#### Task instructions
Quote all entries in full, exactly.
════
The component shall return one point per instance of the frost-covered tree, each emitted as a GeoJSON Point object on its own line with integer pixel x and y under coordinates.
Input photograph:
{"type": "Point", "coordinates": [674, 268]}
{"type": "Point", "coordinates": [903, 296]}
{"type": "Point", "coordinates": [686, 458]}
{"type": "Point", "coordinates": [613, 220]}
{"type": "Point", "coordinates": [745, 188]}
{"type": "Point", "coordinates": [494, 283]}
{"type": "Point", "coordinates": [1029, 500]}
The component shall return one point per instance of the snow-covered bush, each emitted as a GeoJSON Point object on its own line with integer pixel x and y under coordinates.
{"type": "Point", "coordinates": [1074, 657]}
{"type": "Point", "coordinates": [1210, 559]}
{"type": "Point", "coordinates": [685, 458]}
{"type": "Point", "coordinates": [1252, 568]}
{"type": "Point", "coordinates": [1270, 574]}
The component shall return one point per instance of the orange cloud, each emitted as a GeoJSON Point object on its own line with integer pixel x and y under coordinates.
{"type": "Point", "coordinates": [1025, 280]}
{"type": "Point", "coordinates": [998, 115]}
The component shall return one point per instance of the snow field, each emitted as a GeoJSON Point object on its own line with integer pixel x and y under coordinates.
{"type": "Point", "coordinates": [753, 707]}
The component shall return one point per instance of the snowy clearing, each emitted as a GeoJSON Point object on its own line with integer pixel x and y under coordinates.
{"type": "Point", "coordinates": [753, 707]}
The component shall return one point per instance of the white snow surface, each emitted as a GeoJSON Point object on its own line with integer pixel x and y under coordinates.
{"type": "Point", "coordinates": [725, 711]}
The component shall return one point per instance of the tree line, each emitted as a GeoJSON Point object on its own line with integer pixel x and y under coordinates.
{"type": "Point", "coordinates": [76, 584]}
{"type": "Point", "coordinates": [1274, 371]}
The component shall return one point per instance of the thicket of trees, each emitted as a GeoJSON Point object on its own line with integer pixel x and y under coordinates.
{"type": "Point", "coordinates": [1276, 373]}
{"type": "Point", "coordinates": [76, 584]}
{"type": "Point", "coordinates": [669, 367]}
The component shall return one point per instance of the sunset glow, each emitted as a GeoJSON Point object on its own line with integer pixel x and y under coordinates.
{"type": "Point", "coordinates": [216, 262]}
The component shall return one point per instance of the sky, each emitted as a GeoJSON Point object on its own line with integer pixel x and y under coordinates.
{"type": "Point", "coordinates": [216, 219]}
════
#### Completed task
The component shall return one point per instance of the frost-covered tree, each emitted as a GeoJSON Point object on its own line with integer pixel x and y under coordinates.
Input photograph:
{"type": "Point", "coordinates": [674, 268]}
{"type": "Point", "coordinates": [903, 296]}
{"type": "Point", "coordinates": [686, 458]}
{"type": "Point", "coordinates": [613, 220]}
{"type": "Point", "coordinates": [745, 188]}
{"type": "Point", "coordinates": [494, 283]}
{"type": "Point", "coordinates": [1029, 500]}
The component shall return one point per instance of the snow-covered bush, each emitted as a GeoJSON Point object on its own line with integer pixel x and y under coordinates.
{"type": "Point", "coordinates": [1074, 657]}
{"type": "Point", "coordinates": [1210, 559]}
{"type": "Point", "coordinates": [685, 458]}
{"type": "Point", "coordinates": [1252, 568]}
{"type": "Point", "coordinates": [1270, 574]}
The component shall return one point per instance of the orange cloud, each emitted as a GeoJSON Point object on its own line with integer pixel x and y under coordinates.
{"type": "Point", "coordinates": [1025, 280]}
{"type": "Point", "coordinates": [998, 115]}
The component shall return one point per instance of the snow field, each emitted as a GeoJSON Point object on its own line with integer pixel x and y under coordinates.
{"type": "Point", "coordinates": [753, 707]}
The component shall return one point per instance of the snowy clearing, each emitted as a GeoJSON Point object on its own line with integer pixel x and y under coordinates.
{"type": "Point", "coordinates": [753, 707]}
The component shall return one point per instance of the white snow surface, each emitted as a GeoJSON Point object on its own line with integer pixel x and y under coordinates.
{"type": "Point", "coordinates": [725, 711]}
The component shall return one point per instance of the tree line, each emitted as a GeoJSON Point object on its own line with integer pixel x and y under coordinates.
{"type": "Point", "coordinates": [76, 584]}
{"type": "Point", "coordinates": [1274, 371]}
The component shall return one point per instance of the thicket of trees, each emitted as a GeoJSON Point object on its own line with integer pixel x and y under coordinates.
{"type": "Point", "coordinates": [1276, 373]}
{"type": "Point", "coordinates": [76, 584]}
{"type": "Point", "coordinates": [669, 367]}
The component shall return one point per instance of the sunset glow, each emitted as a GeoJSON Point object on its own line with integer pixel x and y under coordinates.
{"type": "Point", "coordinates": [216, 262]}
The component shall return one point per instance of the sky, each emitted as a GeoJSON Point object on its own line with integer pixel x and y under coordinates.
{"type": "Point", "coordinates": [216, 219]}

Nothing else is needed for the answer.